• _EXERCISE DESCRIPTION_:
Your task is to write out exactly the lines from the line containing "Note to the class: indicate the white background" through the end of the records, inclusive at both ends.

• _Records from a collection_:
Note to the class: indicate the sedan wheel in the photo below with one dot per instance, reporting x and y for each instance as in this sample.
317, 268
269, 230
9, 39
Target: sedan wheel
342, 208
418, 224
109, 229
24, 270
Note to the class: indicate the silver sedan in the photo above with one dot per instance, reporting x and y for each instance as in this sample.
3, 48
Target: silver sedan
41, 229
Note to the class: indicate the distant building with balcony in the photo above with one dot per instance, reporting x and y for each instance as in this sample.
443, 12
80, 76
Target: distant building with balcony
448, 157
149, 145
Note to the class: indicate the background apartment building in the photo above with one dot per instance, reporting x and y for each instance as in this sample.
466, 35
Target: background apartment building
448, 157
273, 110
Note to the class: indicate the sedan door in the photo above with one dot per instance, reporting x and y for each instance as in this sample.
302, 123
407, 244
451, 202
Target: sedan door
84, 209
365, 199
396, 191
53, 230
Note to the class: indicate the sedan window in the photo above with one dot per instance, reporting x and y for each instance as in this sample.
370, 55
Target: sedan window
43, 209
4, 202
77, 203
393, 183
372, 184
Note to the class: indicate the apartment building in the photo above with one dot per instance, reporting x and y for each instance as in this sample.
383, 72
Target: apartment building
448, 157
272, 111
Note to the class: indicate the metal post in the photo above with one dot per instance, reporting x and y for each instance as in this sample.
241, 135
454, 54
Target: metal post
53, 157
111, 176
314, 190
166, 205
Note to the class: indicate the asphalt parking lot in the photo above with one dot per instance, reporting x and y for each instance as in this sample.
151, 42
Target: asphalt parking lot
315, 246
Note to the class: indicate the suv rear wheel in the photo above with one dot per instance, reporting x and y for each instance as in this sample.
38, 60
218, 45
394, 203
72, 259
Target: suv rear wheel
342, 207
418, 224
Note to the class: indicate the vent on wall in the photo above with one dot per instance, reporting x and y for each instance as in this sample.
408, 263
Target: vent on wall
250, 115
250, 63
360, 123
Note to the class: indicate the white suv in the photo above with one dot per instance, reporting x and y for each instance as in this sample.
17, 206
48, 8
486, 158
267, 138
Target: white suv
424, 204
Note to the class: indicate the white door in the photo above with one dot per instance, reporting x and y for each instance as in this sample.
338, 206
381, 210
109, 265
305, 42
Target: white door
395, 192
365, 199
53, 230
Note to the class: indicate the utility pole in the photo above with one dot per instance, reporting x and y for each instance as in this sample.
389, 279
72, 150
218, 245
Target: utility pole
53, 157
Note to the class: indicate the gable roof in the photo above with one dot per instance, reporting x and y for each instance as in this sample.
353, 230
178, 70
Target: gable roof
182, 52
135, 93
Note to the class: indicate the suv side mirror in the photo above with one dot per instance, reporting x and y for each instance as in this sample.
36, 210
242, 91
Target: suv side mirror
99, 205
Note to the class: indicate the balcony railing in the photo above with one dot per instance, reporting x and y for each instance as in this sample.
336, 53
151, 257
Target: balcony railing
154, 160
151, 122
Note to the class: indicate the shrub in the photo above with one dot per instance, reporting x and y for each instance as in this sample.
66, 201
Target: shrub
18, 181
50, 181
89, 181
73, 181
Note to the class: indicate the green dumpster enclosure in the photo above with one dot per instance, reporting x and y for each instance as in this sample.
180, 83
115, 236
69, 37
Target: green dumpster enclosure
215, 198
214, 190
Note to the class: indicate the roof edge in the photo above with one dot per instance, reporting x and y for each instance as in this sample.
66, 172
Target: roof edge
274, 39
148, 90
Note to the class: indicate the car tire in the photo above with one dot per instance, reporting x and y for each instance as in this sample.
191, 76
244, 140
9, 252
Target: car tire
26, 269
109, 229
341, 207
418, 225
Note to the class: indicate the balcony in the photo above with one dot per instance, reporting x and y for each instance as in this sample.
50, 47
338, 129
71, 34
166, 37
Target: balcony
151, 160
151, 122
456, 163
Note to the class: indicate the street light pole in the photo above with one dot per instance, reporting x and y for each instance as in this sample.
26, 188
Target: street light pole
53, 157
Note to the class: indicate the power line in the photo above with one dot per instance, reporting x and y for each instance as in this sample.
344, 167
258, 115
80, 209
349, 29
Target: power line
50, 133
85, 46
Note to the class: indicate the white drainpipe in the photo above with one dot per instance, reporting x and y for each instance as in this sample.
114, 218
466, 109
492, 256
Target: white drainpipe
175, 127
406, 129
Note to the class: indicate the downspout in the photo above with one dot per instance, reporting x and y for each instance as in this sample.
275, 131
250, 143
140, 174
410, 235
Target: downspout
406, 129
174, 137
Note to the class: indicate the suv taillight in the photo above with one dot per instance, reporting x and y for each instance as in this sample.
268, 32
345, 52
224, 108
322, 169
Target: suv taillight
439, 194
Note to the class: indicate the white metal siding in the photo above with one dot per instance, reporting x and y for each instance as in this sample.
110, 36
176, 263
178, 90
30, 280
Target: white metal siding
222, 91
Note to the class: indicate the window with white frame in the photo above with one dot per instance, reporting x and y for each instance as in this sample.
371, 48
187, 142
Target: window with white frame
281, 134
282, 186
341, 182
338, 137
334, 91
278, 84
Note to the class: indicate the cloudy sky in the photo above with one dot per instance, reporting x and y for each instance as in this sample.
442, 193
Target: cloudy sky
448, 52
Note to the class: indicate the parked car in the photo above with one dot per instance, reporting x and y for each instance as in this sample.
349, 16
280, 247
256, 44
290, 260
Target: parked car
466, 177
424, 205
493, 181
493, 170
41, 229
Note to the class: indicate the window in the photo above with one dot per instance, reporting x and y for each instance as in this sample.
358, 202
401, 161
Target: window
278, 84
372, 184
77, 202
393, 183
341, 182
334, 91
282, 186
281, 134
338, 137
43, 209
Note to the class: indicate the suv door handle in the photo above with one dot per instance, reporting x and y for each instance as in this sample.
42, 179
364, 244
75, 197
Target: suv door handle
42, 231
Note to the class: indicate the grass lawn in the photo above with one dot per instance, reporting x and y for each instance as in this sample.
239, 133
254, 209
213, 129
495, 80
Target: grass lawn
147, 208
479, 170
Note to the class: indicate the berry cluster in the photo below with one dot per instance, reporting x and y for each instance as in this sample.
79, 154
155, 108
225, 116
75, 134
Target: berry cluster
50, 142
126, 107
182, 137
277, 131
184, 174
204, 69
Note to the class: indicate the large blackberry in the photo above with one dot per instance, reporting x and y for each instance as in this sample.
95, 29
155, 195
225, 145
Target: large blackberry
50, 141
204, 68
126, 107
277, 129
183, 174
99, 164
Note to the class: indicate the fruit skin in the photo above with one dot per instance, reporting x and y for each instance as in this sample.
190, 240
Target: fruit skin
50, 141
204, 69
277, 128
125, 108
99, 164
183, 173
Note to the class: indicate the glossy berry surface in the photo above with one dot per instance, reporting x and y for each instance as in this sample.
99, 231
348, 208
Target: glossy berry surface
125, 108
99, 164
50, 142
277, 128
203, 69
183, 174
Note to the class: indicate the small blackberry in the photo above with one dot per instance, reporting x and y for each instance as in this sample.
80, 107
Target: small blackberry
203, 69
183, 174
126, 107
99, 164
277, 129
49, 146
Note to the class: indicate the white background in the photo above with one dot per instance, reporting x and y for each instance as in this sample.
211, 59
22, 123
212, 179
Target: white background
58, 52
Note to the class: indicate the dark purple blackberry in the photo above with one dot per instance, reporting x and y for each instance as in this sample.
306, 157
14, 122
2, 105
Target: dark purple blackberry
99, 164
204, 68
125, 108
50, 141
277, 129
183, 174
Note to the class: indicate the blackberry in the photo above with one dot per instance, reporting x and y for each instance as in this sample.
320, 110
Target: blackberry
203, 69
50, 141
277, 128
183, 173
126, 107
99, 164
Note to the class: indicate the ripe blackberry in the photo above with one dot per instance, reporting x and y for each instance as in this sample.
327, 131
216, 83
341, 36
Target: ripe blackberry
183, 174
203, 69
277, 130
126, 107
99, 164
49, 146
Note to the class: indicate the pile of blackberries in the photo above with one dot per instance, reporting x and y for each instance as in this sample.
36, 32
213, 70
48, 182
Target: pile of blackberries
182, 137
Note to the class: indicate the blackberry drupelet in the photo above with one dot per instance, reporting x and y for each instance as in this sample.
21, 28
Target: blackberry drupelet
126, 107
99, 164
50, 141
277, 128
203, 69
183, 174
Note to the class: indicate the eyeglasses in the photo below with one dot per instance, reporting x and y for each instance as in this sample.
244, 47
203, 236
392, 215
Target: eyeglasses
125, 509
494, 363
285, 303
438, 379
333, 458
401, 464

• _EXERCISE OUTPUT_:
Note to the class: indicate the white background in the photo above with one dot per instance, reporting x and y for each instance as in this sample.
211, 59
22, 123
212, 179
Target: white background
58, 52
Note to the class: indicate the dark purple blackberry in the photo above with one dot per instance, reporting x and y for each instance as in this sample.
306, 157
14, 122
2, 105
Target: dark purple blackberry
99, 164
204, 68
125, 108
50, 141
277, 129
183, 174
Note to the class: indicate the blackberry in the photo above with one dot per instance, reporting x and y for each instance as in this sample.
320, 110
Target: blackberry
203, 69
50, 141
277, 128
183, 173
126, 107
99, 164
Note to the class: indicate the ripe blackberry in the photo above with one dot per instance, reporting x and y for each instance as in this sample.
327, 131
216, 83
341, 36
Target: ripe blackberry
183, 174
203, 69
277, 130
126, 107
99, 164
49, 146
Note to the class: indicate the pile of blackberries in the photo above with one dot per instance, reporting x and y for each instance as in this sample.
36, 32
213, 70
48, 182
Target: pile of blackberries
182, 137
Note to the class: indicate the blackberry drupelet in the photo above with one dot per instance, reporting x and y for each instance as in this sample.
21, 28
Target: blackberry drupelet
126, 107
99, 164
50, 141
277, 128
203, 69
183, 174
Note to the class: indicate the eyeglasses in the photo below with one dot per instance, reporting x and y for each instance as in this sample.
244, 47
203, 236
392, 215
Target: eyeglasses
125, 509
494, 363
285, 303
438, 379
333, 458
401, 464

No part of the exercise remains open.